TRECHO CITADO
- - - - -

Em relação a 2009, aquilo que são os compromissos já assumidos pelos parceiros mostra-se um crescimento global de 18 porcento. Dos 19 parceiros do apoio programático 16 parceiros mantém níveis de crescimento e mantém o nível de apoio, outros dois apareciam com um decrescimento já na altura dos compromissos.

NOT – Quais são esses países?

M. Chang - Esses países eram a Suíça e a Dinamarca. Mas, a Dinamarca, nestas negociações que tivemos com o Ministro das Finanças ele, perante aos jornalistas, comprometeu-se a fazer a rectificação aumentando aquilo que são os compromissos de 2009. Até há um documento da Dinamarca que mostra isso. Portanto, temos apenas um país que, de facto, em relação aos compromissos de 2009 tem algum decrescimento que é Suíça e isto pode ser verificado. Em relação à Suécia, nós temos um crescimento de 5.73 porcento comparando 2008 com 2009. Numericamente, podemos dizer que em 2008 foram desembolsados 44.5 milhões de dólares, 2009 são 47.1 milhões de dólares. Em relação à Suíça notamos um decrescimento de 2.8 porcento, ou seja vai se baixar de 6.1 milhões de dólares em 2008 para 5.9 milhões de dólares.

- - - - -

TAREFA A REALIZAR
Reescreva o trecho sobre o apoio dos parceiros desde "M. Chang - Esses" até "5.9 milhões de dólares.", trocando "Dinamarca" por "Noruega".

EXTRATO DE DADOS
- - - - -

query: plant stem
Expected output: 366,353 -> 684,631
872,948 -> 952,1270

- - - - -

RESPOSTA
M. Chang - Esses países eram a Suíça e a Noruega. Mas, a Noruega, nestas negociações que tivemos com o Ministro das Finanças ele, perante aos jornalistas, comprometeu-se a fazer a rectificação aumentando aquilo que são os compromissos de 2009. Até há um documento da Noruega que mostra isso. Portanto, temos apenas um país que, de facto, em relação aos compromissos de 2009 tem algum decrescimento que é Suíça e isto pode ser verificado. Em relação à Suécia, nós temos um crescimento de 5.73 porcento comparando 2008 com 2009. Numericamente, podemos dizer que em 2008 foram desembolsados 44.5 milhões de dólares, 2009 são 47.1 milhões de dólares. Em relação à Suíça notamos um decrescimento de 2.8 porcento, ou seja vai se baixar de 6.1 milhões de dólares em 2008 para 5.9 milhões de dólares.